- **PROBLEMA PLANTEADO 1**: En los registros, reproduce las líneas desde la que contiene "Batch job #47 — class: white boat" hasta la que contiene "353;109;368;120", ambas incluidas, renombrando "white boat" como "white vessel" sin cambiar nada más.

- **FRAGMENTO DEL TEXTO**:

+ + + +

Esperamos al anochecer para poner la tienda, pero esa noche dormimos muy poco. A medianoche un coche aparca justo en la puerta trasera, muy cerca de donde estamos nosotros. La actitud del conductor se nos hace muy extraña: al principio pensamos que puede ser una pareja en busca de intimidad, con el motor encendido para mantener la calefacción. Pero al cabo de un rato largo el hombre apaga el motor y sale del vehículo. Creemos que no nos ha visto, pero no tenemos la certeza. Tampoco sabemos qué está haciendo ahí fuera, en plena noche. Nadie emplea tanto tiempo para fumarse un cigarro. No conocemos (y preferimos no imaginar) sus intenciones, ha llegado con las luces apagadas y ahora espera a la intemperie. Pasan treinta minutos, una hora, dos horas, y al fin vuelve al coche. Entra y sale varias veces, y al fin, alrededor de las tres de la madrugada, se marcha de nuevo con las luces apagadas. Cerramos los ojos pero no por mucho tiempo, porque poco después serán unos perros quienes nos quiten el sueño. Ahora es una pareja de chuchos quienes están detrás de la puerta trasera. Nos han descubierto y nos ladran con todas sus ganas. Y no parece que se vayan a ir. Queda poco para que empiece a amanecer, así que decidimos recoger todas cosas lo más rápido que podemos y marcharnos de este lugar de descanso eterno.

+ + + +

- **PROBLEMA PLANTEADO 2**:
Responde a estas preguntas sobre el relato de la noche en vela:
(a) ¿A qué momento esperan para poner la tienda?
(b) ¿Alrededor de qué hora se marcha el coche?
(c) ¿Cuántos perros les ladran detrás de la puerta trasera?

- **REGISTROS DE ENTRADA**:
+ + + +

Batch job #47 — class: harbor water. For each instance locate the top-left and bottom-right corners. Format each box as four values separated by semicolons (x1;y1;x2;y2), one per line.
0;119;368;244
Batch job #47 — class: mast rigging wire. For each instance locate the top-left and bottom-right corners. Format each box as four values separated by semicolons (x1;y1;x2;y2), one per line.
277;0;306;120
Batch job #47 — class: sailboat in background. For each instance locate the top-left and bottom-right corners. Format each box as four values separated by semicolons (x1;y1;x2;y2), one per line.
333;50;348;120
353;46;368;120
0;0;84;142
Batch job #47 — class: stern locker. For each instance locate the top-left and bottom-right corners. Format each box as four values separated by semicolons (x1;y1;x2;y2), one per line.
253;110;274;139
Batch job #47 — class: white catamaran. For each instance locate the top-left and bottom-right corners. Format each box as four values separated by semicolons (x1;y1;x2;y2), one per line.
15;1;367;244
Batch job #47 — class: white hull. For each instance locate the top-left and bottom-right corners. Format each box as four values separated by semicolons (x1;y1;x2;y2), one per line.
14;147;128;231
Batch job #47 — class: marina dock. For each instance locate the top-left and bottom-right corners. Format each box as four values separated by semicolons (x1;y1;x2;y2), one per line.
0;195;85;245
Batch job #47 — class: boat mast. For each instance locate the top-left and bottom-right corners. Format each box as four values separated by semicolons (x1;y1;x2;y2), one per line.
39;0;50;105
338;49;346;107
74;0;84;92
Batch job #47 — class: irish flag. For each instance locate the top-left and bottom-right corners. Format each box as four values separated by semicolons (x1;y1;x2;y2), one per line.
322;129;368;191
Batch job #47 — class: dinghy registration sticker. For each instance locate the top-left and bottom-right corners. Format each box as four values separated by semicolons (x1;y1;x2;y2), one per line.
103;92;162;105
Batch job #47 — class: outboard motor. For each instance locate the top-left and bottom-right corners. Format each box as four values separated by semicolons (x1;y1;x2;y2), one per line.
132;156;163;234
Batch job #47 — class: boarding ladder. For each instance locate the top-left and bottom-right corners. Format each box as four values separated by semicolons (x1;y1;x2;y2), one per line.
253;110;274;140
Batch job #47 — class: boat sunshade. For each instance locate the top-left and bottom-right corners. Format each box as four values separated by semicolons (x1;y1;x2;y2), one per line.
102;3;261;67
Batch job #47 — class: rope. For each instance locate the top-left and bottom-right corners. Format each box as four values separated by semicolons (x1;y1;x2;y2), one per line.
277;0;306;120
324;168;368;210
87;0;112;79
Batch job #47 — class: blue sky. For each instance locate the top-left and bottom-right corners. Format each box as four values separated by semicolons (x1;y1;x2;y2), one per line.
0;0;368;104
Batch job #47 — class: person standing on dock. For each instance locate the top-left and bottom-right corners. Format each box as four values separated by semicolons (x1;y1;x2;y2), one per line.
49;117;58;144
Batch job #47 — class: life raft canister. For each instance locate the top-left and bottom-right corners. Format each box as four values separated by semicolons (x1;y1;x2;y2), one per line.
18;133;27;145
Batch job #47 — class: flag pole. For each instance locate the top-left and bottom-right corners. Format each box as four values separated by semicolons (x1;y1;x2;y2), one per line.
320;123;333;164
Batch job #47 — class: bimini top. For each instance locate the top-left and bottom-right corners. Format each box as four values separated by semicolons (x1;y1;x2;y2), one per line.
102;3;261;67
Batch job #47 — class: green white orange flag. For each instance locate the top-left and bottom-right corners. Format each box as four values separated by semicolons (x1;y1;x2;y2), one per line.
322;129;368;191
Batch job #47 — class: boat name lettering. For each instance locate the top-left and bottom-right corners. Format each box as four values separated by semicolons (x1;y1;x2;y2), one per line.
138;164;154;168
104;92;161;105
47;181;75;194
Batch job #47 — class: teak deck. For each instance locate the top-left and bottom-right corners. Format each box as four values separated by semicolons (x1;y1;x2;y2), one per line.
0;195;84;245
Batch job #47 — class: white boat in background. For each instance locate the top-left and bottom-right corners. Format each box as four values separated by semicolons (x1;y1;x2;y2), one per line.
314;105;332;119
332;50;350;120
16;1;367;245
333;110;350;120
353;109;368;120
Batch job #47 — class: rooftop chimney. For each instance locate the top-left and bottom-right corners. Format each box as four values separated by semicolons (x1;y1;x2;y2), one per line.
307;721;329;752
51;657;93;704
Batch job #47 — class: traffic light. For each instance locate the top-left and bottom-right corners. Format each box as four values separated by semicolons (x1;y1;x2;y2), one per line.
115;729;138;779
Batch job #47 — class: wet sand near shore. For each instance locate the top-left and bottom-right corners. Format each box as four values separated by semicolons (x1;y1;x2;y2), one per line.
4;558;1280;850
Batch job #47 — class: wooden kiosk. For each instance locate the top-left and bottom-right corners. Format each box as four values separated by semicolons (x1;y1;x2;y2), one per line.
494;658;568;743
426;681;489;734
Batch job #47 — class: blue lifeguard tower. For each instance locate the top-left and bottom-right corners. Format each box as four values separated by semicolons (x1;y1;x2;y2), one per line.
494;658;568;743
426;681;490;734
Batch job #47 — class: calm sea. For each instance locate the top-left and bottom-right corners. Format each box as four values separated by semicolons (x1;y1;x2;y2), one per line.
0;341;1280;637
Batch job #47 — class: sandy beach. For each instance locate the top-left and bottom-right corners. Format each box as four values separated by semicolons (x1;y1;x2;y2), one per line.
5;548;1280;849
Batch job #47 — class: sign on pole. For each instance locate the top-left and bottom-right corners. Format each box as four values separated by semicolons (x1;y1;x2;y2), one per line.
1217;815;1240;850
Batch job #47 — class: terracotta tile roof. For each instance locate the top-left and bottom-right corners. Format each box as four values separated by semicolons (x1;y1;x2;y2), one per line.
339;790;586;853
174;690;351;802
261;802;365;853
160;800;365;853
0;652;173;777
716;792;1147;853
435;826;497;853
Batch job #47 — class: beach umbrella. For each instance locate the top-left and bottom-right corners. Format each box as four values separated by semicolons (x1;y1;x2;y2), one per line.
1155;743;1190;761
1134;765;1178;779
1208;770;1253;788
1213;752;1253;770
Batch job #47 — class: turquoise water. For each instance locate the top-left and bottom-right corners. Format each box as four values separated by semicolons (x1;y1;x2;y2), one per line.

+ + + +

- **RESPUESTA CORRECTA 1**:
Batch job #47 — class: white vessel in background. For each instance locate the top-left and bottom-right corners. Format each box as four values separated by semicolons (x1;y1;x2;y2), one per line.
314;105;332;119
332;50;350;120
16;1;367;245
333;110;350;120
353;109;368;120

- **RESPUESTA CORRECTA 2**:
(a) Al anochecer.
(b) Alrededor de las tres de la madrugada.
(c) Dos, una pareja de chuchos.